--- TEXT BLOCK ---

The author has three options:
- Pin to
metadata['base_url'] — the toolkit's allowed host(s) are declared in apps/<x>/config.ts. Canonical safe pattern.
- Wrap in
validate_external_url(...) — explicit allowlist of public IPs / public DNS / scheme.
- Add
# ci-skip: caller-url-to-http-request (<reason + ticket>) — ack residual risk in code, with a tracking ticket for follow-up. Requires PR review to land.
Coverage scope and known limitations
- Mercury-local only. The Apollo Tier 5 amplifier is closed at the schema layer in
apps/apollo/src/lib/tool_execution/common/schema.ts, not here. This PR doesn't touch Apollo.
- Intra-procedural. A helper function that builds the URL from
base_url + segment then returns it is opaque to the lint. Authors who go through such helpers may need to baseline via # ci-skip until the helper is recognized as safe (or until we add the helper to a _SAFE_BUILDERS list).
- Existing violations are not auto-fixed. Running the lint with
--all surfaces ~67 candidates beyond the 20 deleted in this PR (sendbird/epic_games/etc., plus the 4 high-traffic survivors). They are not annotated in code; PR CI runs in --diff mode so they don't block unrelated PRs. They will fire when someone touches those files — the right time to address them.
request.headers.update(local) patterns can slip past the alias tracker (e.g. supabase/invoke_edge_function). This is intentional residual risk, documented above.
Why one lint, not five
Tiers 2/3/4 of the audit collapse to “caller-controlled URL or headers reach outbound HTTP without validation.” That's one rule. Tier 1 (env-var / file reads with caller key) is a different vulnerability class and is already covered by existing lint_local_file_open.py + lint_direct_env_access.py. Tier 5 is an Apollo concern. Five linters would mean five places to keep current with how http_request is invoked, five sets of false-positive ci-skip annotations, and five maintenance burdens for the same security signal.
Action deletion CI — allowlist mechanism
ci_checks/action_deletion.py would have failed loudly on every deleted enum
because each is registered in Thermos. Rather than disable the check, this PR
extends it to read ci_checks/artefacts/deletion_allowlist.json.
The allowlist is append-only in spirit — every entry has the deleted enum,
date, PR, and a one-line reason. Future deprecations / security deletions add a
new entry rather than mutating the rule. If an entry is silently removed, the
CI starts failing again, which is the correct behavior.

--- RAW DATA ---

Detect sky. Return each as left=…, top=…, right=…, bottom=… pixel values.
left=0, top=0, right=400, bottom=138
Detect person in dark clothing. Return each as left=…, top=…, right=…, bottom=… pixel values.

---

▶ [STATED TASK]
Answer from the PR notes on the URL lint above:
(a) Which file does this PR make ci_checks/action_deletion.py read?
(b) In what mode does PR CI run the lint?
(c) Which two existing lints already cover Tier 1?

▶ [PROBLEM SOLUTION]
(a) ci_checks/artefacts/deletion_allowlist.json
(b) --diff mode
(c) lint_local_file_open.py and lint_direct_env_access.py